### Requirement
Among the entries, find each line that includes the string "chrome" and list it.
::: Given records :::
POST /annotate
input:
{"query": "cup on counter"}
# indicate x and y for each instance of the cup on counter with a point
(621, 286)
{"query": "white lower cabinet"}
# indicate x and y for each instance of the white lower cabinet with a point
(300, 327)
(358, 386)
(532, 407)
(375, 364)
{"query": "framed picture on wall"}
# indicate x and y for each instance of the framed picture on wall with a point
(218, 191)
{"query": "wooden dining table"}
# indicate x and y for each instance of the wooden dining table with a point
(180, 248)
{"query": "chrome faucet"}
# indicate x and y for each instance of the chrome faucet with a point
:::
::: Given records :::
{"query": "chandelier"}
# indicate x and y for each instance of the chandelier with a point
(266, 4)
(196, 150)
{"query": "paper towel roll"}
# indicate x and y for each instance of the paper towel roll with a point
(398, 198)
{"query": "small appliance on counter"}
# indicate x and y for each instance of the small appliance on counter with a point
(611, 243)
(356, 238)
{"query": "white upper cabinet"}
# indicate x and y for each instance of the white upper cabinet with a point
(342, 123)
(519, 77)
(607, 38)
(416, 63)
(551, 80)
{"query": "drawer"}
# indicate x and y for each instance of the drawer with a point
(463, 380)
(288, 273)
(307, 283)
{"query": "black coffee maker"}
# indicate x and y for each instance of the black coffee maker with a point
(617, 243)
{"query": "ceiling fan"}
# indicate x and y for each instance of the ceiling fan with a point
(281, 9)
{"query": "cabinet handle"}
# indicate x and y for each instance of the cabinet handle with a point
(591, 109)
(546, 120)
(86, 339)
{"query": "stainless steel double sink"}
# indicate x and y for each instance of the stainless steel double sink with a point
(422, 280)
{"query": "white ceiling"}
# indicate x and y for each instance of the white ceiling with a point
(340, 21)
:::
### Response for this exercise
{"query": "chrome faucet"}
# indicate x and y for each instance of the chrome faucet with a point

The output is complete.